Saved data entries:

Segment Open

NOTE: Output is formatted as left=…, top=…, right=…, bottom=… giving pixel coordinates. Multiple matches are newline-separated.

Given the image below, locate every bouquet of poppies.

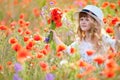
left=45, top=7, right=63, bottom=43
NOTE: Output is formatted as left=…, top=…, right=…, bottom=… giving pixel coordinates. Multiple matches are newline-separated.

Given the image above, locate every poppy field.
left=0, top=0, right=120, bottom=80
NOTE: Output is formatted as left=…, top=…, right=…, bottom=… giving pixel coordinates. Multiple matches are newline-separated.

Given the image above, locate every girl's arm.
left=51, top=30, right=78, bottom=54
left=114, top=22, right=120, bottom=52
left=52, top=30, right=66, bottom=46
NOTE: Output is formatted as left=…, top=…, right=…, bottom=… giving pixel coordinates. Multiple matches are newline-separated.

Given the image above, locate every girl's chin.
left=81, top=28, right=89, bottom=31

Segment Closed

== Your task ==
The entries are to be transcribed in full. Their pictures are not.

== Exercise output ==
NOTE: Output is formatted as left=…, top=…, right=…, bottom=… giving pixel coordinates. Multiple matches are newline-separated.

Given the image below, locate every bouquet of poppies.

left=45, top=7, right=63, bottom=43
NOTE: Output is formatted as left=…, top=…, right=…, bottom=… giving pixel coordinates. Multiple matches are newline-separated.

Given the image above, locate every poppy field.
left=0, top=0, right=120, bottom=80
NOTE: Output is formatted as left=…, top=…, right=…, bottom=… giving pixel coordinates. Multiple matches are newline-separated.

Given the image above, locate every girl's arm.
left=51, top=30, right=78, bottom=54
left=114, top=22, right=120, bottom=52
left=52, top=30, right=66, bottom=46
NOTE: Output is formatted as left=…, top=…, right=…, bottom=… giving pixel coordinates. Multiple matches are newline-separated.

Given the image above, locate every girl's chin.
left=81, top=28, right=89, bottom=31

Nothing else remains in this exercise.